• _What you will do_
Copy each line of the items below that contains the word "cloud".

• _Data entries_
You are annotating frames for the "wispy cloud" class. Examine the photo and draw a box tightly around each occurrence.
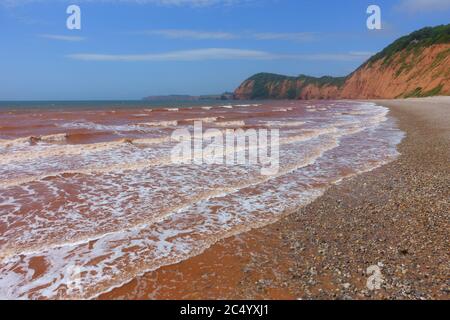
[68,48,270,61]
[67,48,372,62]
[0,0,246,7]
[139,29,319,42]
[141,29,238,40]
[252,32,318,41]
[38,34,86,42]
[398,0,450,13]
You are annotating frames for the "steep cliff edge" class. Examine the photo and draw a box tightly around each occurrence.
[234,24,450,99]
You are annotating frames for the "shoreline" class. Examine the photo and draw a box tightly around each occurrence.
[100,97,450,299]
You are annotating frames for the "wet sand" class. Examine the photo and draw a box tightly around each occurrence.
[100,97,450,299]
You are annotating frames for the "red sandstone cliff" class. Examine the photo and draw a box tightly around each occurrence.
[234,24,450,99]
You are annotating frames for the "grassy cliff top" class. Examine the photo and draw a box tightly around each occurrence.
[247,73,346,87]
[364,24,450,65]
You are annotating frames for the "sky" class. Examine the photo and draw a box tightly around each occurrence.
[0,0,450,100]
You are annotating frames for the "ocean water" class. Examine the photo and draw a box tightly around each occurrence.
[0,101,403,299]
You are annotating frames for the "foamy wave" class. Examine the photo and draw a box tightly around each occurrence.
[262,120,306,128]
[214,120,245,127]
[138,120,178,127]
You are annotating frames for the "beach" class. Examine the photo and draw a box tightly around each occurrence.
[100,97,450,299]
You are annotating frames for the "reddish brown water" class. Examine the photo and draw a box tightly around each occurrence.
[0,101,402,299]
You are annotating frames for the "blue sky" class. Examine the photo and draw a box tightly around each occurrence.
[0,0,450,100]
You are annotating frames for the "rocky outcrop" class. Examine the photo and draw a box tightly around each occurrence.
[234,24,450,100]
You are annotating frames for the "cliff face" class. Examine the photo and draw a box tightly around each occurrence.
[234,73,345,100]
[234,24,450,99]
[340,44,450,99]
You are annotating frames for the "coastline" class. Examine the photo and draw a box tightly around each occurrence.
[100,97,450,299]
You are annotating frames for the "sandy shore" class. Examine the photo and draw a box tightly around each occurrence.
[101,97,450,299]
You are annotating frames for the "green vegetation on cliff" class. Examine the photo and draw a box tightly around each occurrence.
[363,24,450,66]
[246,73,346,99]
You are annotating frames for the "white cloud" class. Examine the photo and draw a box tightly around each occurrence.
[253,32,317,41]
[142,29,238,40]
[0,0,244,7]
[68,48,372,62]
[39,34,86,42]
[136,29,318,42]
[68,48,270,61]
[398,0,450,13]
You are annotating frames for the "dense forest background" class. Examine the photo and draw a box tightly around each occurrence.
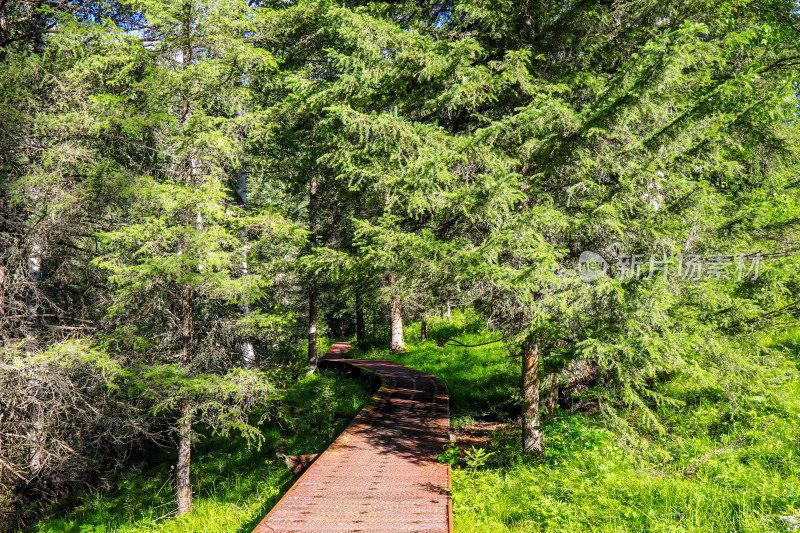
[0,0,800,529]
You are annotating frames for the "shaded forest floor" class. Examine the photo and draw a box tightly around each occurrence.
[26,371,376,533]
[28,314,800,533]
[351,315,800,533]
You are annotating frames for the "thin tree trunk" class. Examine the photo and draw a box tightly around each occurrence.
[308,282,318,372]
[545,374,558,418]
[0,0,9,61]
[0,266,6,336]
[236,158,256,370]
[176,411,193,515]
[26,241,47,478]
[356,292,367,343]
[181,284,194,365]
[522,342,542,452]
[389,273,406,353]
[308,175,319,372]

• _Task answer_
You are annotating frames for the "wispy cloud" class. Examine the photo and draw a box tightly around each occurrence.
You are annotating frames for the "white cloud" class. Examine the photo and draw a box tightly around each occurrence.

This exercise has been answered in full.